• _THE PROBLEM_:
Reproduce all of the entries character for character, while leaving out any pictures they contain.

─── SOURCE MATERIAL

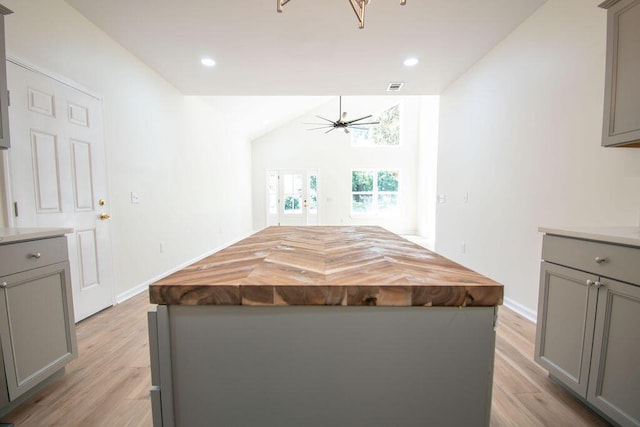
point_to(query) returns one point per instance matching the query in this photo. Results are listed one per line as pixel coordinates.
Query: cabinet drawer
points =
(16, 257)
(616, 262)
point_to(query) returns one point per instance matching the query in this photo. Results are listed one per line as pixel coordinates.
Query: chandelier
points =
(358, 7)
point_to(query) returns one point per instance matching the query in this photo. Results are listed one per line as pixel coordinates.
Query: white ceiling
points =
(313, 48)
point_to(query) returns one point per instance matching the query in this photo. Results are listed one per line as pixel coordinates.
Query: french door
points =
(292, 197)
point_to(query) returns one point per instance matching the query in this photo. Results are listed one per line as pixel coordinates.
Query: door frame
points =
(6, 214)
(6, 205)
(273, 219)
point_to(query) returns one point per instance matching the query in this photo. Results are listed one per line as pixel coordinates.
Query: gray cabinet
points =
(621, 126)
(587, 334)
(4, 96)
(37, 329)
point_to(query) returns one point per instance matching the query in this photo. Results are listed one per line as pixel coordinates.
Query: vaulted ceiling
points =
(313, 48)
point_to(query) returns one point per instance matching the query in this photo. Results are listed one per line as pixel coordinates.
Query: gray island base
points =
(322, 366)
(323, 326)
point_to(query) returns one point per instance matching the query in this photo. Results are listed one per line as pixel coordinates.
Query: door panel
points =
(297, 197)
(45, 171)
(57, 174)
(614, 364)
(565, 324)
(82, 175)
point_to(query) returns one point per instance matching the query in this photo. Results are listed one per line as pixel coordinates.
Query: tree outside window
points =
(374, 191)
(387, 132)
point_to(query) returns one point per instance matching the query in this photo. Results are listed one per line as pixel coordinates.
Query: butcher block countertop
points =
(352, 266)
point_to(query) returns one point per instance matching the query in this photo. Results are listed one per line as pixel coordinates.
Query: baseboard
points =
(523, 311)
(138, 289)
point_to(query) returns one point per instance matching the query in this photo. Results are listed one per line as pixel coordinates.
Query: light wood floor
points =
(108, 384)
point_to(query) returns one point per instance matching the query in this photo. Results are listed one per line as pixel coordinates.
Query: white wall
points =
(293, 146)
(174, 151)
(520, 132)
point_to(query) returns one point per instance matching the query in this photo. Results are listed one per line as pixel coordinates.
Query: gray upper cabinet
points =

──────

• _WRITTEN REPLY_:
point_to(query) returns one point per instance matching the query in this photo. Results are listed one per line as pixel coordinates.
Query: cabinet drawer
points =
(16, 257)
(616, 262)
point_to(query) returns one point per instance matching the query in this photo. Results are listed one per line as pixel coordinates.
Query: chandelier
points =
(358, 7)
point_to(query) returns one point per instance matching the query in this photo. Results are listed one per line as pixel coordinates.
Query: white ceiling
points =
(313, 48)
point_to(query) returns one point per instance matching the query in this photo. Results are listed one per line as pixel coordinates.
Query: french door
points =
(292, 197)
point_to(query) returns one point per instance matching the query in this photo. Results are listed one per line as pixel coordinates.
Query: door frame
points =
(6, 214)
(6, 205)
(273, 219)
point_to(query) returns one point per instance matching the query in this photo. Results are listed one per line as pixel coordinates.
Query: gray cabinet
points =
(621, 126)
(587, 334)
(4, 96)
(37, 329)
point_to(query) returns one point per instance matching the query in this photo. Results are listed one per line as pixel coordinates.
Query: vaulted ceiling
points =
(313, 48)
point_to(query) returns one point per instance matching the query in this photo. Results are listed one per line as pixel coordinates.
Query: gray island base
points =
(322, 366)
(323, 326)
point_to(query) returns one point per instance matching the query in this photo. Results are listed one per line as pixel coordinates.
Query: door panel
points =
(297, 197)
(45, 171)
(57, 174)
(614, 364)
(565, 324)
(82, 175)
point_to(query) returns one point per instance matching the query in this photo. Results are listed one per line as pixel coordinates.
Query: tree outside window
points =
(374, 191)
(387, 132)
point_to(query) returns one point per instance matching the query in this photo. Results are listed one per line as pixel coordinates.
Query: butcher block countertop
points =
(352, 266)
point_to(query) returns one point per instance matching the query in this photo. Results are listed one per line as pixel coordinates.
Query: baseboard
points =
(523, 311)
(138, 289)
point_to(query) returns one point per instance matching the query in this photo. Results are listed one per line as pixel coordinates.
Query: light wood floor
points =
(108, 384)
point_to(query) returns one point per instance matching the query in this photo. Results are listed one per line as pixel coordinates.
Query: white wall
points =
(293, 146)
(174, 151)
(520, 132)
point_to(query) returns one point per instance matching the query in this photo. Results are listed one per line as pixel coordinates.
Query: gray upper cabinet
points =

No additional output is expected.